During testing, Farnam said, they added about 5 inches of snow that disappeared within 24 hours.

The trick is soaking tiny porous rock fragments in paraffin oil before they’re used to make concrete.

As the oil freezes, the process releases some heat.  And because the oil’s freezing point is a little higher than water’s, the heat released prevents ice or snow from sticking.

“Imagine if you could have this … inside your pavement for, let’s say, 10 years,” Farnam said. “How much salt you could save, how much money you could save, in terms of the durability of your concrete pavement or your transportation infrastructure.”

During the winter of 2015-16, the Pennsylvania Department of Transportation spent $48 million on salt and anti-skid materials. 

The Federal Aviation Administration supported this research as part of a larger project to develop airport pavements and runways that are easy to keep free of snow and ice. Des Moines International Airport recently tested a slightly different approach — concrete capable of conducting electricity. The idea is that you can just press a button, heat the concrete, and watch the ice and snow melt away

Much more testing awaits, however, before you’ll see snow melting with the flick of a switch.

For his part, Farnam will be studying how the oil-laced concrete fares outside on actual roads in wintry conditions — and various climates.

The concrete mix to de-ice a road in Philadelphia might be a lot different from the mix appropriate for Canada or other places with much colder winters, Farnam said.

» AIM OF THE TASK
Transcribe word for word the stretch of the de-icing concrete article from "Much more testing" through "and various climates.".

» LISTED ENTRIES

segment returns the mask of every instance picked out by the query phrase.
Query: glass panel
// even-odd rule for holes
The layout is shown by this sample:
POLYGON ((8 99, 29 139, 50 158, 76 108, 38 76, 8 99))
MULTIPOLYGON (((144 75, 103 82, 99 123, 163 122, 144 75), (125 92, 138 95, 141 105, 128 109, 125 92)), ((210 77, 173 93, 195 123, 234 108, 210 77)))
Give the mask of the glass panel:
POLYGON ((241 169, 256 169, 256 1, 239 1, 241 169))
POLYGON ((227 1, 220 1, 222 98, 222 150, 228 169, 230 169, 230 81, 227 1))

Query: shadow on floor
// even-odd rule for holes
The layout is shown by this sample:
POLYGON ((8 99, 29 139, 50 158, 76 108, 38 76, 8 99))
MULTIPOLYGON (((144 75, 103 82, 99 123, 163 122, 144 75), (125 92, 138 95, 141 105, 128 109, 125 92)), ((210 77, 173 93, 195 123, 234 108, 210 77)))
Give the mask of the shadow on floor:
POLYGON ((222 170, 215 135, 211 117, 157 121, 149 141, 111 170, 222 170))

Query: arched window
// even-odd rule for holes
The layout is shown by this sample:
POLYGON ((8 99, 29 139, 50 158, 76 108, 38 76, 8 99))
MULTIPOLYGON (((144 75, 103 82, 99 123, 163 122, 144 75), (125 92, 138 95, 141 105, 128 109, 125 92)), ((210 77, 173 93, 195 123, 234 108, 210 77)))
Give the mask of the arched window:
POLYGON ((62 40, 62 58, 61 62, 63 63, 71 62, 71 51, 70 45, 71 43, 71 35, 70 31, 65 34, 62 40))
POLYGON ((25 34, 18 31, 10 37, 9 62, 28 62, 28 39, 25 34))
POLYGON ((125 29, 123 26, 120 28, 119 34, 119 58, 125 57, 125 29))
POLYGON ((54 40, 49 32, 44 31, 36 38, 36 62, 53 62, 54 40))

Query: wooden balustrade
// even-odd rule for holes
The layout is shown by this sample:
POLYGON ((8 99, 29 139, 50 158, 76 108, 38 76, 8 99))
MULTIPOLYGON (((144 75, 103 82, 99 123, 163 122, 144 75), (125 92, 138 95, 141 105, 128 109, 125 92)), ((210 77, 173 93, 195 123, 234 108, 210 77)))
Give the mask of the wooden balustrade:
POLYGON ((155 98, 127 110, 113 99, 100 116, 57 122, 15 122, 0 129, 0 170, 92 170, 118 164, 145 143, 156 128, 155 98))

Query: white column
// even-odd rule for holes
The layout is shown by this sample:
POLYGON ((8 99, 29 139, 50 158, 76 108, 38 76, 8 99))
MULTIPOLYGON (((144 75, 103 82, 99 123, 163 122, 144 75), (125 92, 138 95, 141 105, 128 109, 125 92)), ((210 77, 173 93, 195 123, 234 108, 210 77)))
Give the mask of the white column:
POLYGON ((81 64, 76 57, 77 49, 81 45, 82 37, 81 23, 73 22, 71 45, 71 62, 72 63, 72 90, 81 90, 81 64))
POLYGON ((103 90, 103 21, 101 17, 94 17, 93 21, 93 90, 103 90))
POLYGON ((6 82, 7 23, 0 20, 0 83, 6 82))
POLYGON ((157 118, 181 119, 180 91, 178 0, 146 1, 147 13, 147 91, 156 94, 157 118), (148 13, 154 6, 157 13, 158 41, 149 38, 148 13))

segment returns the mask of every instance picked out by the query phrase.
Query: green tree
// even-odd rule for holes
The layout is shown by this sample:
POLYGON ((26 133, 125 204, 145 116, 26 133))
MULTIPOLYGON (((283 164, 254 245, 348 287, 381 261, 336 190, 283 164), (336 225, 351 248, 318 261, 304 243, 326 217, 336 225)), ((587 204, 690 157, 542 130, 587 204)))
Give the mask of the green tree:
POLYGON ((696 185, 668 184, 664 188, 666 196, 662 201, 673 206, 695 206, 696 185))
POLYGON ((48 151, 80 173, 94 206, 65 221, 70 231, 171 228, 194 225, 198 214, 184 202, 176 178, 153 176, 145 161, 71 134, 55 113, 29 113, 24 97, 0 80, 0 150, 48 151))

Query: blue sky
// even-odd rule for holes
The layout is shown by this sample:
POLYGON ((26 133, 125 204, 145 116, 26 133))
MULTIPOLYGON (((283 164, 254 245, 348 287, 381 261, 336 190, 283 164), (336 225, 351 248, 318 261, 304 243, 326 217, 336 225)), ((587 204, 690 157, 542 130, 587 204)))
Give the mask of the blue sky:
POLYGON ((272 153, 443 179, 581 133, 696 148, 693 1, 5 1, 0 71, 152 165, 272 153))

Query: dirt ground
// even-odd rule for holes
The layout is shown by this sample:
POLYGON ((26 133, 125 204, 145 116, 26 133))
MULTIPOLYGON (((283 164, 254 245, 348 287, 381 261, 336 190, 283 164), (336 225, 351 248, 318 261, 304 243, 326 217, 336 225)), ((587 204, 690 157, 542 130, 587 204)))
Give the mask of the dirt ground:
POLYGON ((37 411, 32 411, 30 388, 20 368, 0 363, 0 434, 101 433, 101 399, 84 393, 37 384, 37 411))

» OUTPUT BELOW
Much more testing awaits, however, before you’ll see snow melting with the flick of a switch.

For his part, Farnam will be studying how the oil-laced concrete fares outside on actual roads in wintry conditions — and various climates.